▶ **DOCUMENT EXCERPT**
'''
Situated in the remote northeastern reaches of Peru’s stunning Cordillera Blanca, Alpamayo is one of the country’s most scenic and popular mountaineering destinations.
Its distinctive shape and massive ice walls means the peak stands out on the horizon and can be seen from many other summits in the range. In spite of this, the peak was relatively unknown until the first attempts to summit it in the 1950s.
During the high season, Alpamayo’s base camp can be quite crowded and parties often have to wait their turn to climb the mountain. In spite of this fewer than half of climbers successfully make it to the summit due to the difficulty and exposure of the main routes.
Quick Facts about Alpamayo
- Due to its remote location, Alpamayo can only be reached on foot. The most popular route is to follow the traditional path of the Santa Cruz trek.
- Alpamayo’s reputation for its natural beauty precedes it and base camp is often full of eager mountaineers. Be sure to build a few extra days into any climbing expedition to take into account potential delays caused by overcrowding.
- In a 1966 survey conducted by German magazine, Alpinismus, Alpamayo was voted the “Most Beautiful Mountain in the World” by a group of mountaineering experts.
History of Alpamayo
In spite of its distinctive shape, Alpamayo did not appear on the first map of the Cordillera Blanca, which was made in 1932.
The first attempt to climb the peak came in 1951 when a French-Belgian expedition, led by the pioneering female climber, Claude Kogan, climbed up via north ridge. However, it was later discovered the party had only made it to a minor summit and not the true summit.
The first ascent to the summit proper came six years later, on June 20, 1957, when a team of German mountaineers arrived at the top of the mountain via the same north ridge.
The Ferari route, which is most commonly used today, was first climbed by a group of Italian alpinists in 1975.
Experience Required for Climbing Alpamayo
Even on the easiest route to the summit, Alpamayo is a challenging climb. All of the routes to the summit are steep and require advanced-intermediate snow and ice climbing abilities.
'''
▶ **SUPPLIED ENTRIES**
'''
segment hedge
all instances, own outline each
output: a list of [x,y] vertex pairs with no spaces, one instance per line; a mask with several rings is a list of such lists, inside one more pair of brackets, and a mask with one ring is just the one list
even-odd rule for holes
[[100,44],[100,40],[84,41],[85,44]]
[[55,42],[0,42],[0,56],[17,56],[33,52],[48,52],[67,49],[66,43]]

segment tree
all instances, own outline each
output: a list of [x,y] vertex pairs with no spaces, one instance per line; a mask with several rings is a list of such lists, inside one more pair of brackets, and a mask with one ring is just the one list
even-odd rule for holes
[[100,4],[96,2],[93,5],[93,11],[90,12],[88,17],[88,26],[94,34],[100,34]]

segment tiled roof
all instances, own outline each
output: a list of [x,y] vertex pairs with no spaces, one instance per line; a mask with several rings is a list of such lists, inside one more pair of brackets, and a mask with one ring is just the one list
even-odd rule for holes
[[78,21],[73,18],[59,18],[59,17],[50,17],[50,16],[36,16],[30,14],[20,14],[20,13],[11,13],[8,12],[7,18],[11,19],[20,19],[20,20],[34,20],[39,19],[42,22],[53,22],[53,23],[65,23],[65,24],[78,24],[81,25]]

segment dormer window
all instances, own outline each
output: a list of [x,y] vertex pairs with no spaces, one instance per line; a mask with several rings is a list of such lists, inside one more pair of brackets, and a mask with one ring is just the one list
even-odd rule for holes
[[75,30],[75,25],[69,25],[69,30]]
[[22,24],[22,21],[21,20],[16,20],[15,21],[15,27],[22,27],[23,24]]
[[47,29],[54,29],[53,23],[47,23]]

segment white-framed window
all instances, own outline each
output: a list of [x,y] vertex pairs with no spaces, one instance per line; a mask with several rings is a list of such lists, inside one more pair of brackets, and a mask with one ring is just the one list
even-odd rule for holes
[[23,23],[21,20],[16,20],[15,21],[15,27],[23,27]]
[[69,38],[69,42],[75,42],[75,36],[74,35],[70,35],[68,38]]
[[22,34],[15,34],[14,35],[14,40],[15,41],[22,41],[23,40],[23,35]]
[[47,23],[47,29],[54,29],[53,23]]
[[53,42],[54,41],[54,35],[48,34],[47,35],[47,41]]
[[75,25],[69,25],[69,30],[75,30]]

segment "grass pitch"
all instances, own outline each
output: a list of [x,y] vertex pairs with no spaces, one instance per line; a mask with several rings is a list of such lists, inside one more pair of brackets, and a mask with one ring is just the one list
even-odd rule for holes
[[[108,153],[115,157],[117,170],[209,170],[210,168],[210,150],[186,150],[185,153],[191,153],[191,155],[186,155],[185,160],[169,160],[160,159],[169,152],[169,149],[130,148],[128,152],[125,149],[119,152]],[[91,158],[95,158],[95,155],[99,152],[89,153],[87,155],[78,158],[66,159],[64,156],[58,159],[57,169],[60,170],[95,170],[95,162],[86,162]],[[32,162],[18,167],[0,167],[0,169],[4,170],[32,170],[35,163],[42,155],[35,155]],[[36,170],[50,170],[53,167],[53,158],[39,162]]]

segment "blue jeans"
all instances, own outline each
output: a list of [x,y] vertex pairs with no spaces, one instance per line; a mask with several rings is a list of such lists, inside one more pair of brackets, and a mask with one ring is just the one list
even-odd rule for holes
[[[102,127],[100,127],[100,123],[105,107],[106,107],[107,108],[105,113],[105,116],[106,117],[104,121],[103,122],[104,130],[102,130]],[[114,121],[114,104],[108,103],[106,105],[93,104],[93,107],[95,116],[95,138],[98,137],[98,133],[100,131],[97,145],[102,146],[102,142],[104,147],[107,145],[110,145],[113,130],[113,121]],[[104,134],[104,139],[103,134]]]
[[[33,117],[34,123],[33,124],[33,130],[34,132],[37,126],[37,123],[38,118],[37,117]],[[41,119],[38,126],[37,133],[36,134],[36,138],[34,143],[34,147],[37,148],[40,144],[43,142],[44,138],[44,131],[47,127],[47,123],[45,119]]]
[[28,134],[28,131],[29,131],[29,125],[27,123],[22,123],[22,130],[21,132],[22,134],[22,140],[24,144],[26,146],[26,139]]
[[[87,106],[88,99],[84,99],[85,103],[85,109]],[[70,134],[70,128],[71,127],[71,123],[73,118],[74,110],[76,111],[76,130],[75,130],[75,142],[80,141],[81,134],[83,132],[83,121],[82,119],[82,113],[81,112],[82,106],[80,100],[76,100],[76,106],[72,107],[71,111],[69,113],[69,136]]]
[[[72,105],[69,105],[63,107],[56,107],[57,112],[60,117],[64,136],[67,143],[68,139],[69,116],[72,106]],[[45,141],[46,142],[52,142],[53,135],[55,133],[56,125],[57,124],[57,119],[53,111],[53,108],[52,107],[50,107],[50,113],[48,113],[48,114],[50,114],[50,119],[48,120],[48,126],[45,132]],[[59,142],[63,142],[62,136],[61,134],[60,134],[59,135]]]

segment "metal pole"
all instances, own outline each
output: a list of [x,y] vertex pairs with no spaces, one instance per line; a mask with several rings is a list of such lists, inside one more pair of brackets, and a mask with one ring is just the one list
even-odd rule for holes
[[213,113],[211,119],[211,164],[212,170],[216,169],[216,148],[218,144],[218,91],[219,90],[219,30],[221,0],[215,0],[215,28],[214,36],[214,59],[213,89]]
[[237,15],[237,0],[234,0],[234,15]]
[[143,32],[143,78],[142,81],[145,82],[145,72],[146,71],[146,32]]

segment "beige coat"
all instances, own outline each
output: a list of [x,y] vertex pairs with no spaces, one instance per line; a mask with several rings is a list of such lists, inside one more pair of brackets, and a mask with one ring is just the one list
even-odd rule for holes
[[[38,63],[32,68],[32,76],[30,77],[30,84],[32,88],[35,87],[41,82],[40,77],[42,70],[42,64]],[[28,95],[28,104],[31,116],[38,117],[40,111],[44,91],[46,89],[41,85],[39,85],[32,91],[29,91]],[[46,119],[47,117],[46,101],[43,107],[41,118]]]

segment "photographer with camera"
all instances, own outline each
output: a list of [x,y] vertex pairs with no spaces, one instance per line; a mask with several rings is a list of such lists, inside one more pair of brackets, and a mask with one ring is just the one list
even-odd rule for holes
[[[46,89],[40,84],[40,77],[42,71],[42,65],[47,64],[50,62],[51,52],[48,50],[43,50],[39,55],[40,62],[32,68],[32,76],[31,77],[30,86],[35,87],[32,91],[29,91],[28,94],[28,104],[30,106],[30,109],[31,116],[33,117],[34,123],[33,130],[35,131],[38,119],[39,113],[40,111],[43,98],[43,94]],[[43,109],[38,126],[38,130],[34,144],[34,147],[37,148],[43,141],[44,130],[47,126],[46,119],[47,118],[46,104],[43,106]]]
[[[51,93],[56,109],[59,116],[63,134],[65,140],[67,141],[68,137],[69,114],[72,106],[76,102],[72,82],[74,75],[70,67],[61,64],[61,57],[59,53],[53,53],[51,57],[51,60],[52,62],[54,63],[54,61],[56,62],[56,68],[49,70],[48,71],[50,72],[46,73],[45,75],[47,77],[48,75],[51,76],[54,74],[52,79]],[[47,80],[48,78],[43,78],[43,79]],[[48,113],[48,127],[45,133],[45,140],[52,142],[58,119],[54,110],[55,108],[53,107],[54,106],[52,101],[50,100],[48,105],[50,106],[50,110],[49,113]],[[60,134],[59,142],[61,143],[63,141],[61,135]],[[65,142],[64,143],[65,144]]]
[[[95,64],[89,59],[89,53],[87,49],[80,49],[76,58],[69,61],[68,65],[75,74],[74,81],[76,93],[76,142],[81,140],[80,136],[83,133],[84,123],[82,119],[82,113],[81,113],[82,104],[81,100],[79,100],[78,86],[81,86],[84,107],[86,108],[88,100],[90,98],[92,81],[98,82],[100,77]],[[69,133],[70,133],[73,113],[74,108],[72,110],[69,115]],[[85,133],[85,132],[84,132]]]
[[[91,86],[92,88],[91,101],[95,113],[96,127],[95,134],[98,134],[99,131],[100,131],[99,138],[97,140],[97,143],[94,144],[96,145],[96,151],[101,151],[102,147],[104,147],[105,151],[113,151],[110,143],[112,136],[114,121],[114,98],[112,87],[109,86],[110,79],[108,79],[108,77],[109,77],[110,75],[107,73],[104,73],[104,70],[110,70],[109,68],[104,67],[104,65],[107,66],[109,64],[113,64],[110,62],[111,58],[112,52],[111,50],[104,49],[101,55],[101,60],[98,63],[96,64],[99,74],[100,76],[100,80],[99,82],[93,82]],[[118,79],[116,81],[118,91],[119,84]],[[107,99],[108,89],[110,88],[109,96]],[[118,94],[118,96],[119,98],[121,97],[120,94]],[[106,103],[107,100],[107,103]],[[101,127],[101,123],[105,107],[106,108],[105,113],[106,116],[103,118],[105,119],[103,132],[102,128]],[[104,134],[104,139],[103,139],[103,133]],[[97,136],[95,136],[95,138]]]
'''
▶ **STUDY QUESTIONS**
- 1) Translate this sentence from the Alpamayo text into Spanish: "The Ferari route, which is most commonly used today, was first climbed by a group of Italian alpinists in 1975."
- 2) Supply the next part of the Alpamayo text, starting after its final sentence.

▶ **EXPECTED OUTPUTS**
- 1) La ruta Ferari, que es la más utilizada hoy en día, fue escalada por primera vez por un grupo de alpinistas italianos en 1975.

- 2)
The two most commonly taken routes (which are also the two easiest) both have at least six pitches at an angle of 45º or greater. The weather on the peak changes rapidly, so it is important to climb quickly as well, meaning less time for breaks.
Even before beginning the climbing portion of the trip, two to three days of trekking is required to arrive at the mountain’s base camp. Needless to say, all participants must be in excellent physical condition prior to the climb.
Main Routes up Alpamayo
While there are about eight routes that lead to the summit of Alpamayo, only two are commonly used. This is because they tend to be the safest and easiest.
The most popular route to the top is the Ferari route, which heads up the southwest face of the mountain. This route is rated as AD+ and involves climbing nine different pitches, which range in steepness from 45º to 55º. This route generally takes five to seven hours.
The French direct route, however, is the easier of the two routes and is rated as D+. It begins by climbing the bergschrund and then requires 10 pitches of snow and ice climbing at a steepness of 55º to 65º. This route tends to take six to eight hours.
The original route to the summit – the north route – has largely fallen out of favour due to the chance for ice falls.
All the commonly used routes begin from the same base camp, which is reached by trekking from Cashapampa or Caraz through the Santa Cruz valley.